EXERCISE BRIEF =
Please pull out every row below that contains the word "wall" and copy each one in full.

-- BEGIN RAW RECORDS --

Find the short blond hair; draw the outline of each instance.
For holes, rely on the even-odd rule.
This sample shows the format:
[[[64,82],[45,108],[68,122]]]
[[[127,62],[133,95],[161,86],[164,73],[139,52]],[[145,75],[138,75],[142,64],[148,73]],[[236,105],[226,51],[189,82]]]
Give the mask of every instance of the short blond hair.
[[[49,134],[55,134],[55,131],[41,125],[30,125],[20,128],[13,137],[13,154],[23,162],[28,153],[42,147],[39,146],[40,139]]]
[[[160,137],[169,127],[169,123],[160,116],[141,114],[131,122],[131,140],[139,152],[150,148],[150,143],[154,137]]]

-- END RAW RECORDS --
-- BEGIN RAW RECORDS --

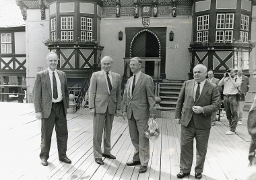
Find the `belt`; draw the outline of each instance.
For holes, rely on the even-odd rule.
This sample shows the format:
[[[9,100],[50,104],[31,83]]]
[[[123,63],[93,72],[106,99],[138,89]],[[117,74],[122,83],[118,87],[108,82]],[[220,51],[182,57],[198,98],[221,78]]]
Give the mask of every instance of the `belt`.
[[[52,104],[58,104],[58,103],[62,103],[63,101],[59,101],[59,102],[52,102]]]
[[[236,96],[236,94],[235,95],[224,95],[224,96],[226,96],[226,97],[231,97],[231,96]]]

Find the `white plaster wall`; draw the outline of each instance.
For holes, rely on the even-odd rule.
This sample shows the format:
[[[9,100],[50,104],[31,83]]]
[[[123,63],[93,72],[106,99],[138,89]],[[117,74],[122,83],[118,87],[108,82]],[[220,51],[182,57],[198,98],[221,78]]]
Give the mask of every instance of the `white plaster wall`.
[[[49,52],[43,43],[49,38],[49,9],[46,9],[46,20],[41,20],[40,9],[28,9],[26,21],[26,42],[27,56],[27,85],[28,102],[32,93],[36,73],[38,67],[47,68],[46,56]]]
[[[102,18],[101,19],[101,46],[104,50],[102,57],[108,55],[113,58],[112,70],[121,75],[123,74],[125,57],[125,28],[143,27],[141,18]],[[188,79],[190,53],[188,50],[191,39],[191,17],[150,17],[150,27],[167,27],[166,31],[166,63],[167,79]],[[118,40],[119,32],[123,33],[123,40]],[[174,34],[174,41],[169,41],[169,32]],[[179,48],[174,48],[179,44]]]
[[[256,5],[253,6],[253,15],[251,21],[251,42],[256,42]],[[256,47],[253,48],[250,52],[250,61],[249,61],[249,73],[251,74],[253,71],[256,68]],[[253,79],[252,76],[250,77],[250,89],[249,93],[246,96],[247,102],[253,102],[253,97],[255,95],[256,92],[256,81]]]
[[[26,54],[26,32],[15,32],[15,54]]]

-- END RAW RECORDS --

FINAL RESULT =
Find the `white plaster wall`; draw the outline of each instance.
Give the mask of every instance of the `white plaster wall`.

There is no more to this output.